● **WHAT IS NEEDED**:
Copy the entries below word for word, from their first line up to and including the line with "(1099, 330)".

● **MATERIAL TO PROCESS**:
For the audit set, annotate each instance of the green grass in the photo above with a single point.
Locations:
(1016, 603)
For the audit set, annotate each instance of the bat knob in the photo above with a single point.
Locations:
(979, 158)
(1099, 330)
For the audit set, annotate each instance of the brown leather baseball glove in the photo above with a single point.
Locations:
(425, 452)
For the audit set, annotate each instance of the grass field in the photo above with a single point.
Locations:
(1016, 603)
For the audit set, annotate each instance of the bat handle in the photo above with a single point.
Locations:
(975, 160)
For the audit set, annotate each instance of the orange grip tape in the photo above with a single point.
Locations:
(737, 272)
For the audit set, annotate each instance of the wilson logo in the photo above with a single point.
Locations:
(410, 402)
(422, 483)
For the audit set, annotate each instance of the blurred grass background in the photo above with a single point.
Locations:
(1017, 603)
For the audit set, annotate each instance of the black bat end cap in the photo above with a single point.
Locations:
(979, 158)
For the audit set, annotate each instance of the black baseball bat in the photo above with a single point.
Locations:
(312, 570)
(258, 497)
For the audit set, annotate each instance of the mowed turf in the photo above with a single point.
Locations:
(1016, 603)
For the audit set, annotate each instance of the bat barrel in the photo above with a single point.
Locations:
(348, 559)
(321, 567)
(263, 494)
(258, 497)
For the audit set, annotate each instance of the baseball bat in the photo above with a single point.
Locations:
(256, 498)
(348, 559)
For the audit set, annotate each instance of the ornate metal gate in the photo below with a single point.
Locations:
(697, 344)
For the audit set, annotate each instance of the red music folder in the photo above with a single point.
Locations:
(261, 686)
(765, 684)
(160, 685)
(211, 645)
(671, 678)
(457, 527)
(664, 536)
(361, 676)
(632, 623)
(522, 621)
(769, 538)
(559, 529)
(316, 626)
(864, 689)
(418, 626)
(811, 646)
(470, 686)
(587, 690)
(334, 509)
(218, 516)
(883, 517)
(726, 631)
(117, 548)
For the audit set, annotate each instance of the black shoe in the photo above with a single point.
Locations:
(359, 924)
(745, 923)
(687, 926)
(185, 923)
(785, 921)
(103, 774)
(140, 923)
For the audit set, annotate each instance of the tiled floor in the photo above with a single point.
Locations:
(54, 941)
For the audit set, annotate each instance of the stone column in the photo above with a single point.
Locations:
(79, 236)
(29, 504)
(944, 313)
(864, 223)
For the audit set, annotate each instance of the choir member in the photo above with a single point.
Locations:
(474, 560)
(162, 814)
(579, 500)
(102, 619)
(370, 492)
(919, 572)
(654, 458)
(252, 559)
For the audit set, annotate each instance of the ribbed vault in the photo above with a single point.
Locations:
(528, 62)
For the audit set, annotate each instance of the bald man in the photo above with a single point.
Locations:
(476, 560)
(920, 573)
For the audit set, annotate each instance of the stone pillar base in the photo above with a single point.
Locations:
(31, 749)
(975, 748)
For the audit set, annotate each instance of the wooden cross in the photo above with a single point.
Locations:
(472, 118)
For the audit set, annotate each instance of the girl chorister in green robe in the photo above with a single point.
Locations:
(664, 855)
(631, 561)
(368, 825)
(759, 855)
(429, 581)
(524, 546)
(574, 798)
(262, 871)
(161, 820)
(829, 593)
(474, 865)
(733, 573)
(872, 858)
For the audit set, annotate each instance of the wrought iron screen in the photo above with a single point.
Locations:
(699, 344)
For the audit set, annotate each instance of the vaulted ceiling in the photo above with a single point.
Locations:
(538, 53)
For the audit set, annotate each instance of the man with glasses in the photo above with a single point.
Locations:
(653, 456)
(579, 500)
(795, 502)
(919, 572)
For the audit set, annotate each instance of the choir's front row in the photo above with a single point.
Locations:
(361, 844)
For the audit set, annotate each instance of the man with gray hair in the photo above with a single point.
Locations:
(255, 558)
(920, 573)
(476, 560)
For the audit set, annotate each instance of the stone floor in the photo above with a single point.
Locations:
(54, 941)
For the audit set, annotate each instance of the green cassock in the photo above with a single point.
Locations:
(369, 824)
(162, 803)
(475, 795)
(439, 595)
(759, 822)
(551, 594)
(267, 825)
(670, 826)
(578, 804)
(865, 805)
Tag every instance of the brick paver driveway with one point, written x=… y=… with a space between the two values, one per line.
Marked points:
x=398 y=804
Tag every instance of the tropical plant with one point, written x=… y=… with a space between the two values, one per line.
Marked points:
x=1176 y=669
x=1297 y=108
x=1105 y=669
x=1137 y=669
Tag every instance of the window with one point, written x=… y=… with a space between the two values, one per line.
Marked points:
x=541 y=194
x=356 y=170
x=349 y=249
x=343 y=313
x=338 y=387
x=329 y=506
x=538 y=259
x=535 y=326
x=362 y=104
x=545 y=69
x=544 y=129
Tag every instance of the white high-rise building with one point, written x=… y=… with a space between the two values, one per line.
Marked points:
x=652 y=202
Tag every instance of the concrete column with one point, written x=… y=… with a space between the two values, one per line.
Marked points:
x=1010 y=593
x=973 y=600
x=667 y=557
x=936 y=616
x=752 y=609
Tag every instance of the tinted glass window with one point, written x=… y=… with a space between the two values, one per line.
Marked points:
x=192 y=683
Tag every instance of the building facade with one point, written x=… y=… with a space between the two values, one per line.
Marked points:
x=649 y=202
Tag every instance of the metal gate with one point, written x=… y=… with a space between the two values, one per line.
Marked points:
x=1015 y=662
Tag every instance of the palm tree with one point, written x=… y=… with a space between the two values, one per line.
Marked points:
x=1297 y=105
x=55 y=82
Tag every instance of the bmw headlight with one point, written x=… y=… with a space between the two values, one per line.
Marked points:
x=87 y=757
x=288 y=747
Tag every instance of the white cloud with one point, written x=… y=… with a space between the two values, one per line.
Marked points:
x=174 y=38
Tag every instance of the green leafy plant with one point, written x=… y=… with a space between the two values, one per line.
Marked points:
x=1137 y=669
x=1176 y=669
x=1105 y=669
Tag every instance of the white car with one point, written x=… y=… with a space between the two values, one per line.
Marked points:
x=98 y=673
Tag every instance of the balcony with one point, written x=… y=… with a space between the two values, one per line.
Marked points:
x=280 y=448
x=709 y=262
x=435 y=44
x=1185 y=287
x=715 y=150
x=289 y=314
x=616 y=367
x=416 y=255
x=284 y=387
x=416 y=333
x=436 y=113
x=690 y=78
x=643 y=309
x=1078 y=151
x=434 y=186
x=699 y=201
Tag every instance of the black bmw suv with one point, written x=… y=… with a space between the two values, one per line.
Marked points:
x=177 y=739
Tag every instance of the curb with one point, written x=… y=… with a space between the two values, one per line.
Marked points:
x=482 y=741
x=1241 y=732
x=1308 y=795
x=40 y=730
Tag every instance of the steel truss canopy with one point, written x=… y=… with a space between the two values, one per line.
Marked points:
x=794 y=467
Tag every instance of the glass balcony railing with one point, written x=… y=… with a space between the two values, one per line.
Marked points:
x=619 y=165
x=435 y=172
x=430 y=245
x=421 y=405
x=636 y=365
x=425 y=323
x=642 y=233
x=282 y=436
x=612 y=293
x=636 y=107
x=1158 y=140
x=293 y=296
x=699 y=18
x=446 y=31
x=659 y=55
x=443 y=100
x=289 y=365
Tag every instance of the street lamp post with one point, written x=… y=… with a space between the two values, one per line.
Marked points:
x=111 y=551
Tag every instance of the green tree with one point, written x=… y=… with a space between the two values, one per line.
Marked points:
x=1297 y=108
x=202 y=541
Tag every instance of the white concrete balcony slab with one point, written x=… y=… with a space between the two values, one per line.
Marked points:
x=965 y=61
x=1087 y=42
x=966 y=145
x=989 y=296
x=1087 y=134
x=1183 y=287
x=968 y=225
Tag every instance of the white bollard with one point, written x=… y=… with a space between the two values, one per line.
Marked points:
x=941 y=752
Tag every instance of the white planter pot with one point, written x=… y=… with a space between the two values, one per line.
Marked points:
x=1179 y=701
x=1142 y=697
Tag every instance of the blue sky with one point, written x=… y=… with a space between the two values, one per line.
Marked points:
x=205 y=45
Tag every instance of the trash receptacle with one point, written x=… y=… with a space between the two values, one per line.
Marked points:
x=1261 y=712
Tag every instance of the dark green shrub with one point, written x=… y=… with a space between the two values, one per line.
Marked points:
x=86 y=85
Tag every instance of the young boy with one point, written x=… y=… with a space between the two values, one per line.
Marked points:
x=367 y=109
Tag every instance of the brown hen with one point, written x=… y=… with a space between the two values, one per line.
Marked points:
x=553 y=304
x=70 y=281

● **OUTPUT OF THE EXERCISE**:
For the audit set, annotate each instance of the green grass in the photo above with a single point.
Locations:
(1016, 603)
For the audit set, annotate each instance of the bat knob in the photo above with a single point.
Locations:
(979, 158)
(1099, 330)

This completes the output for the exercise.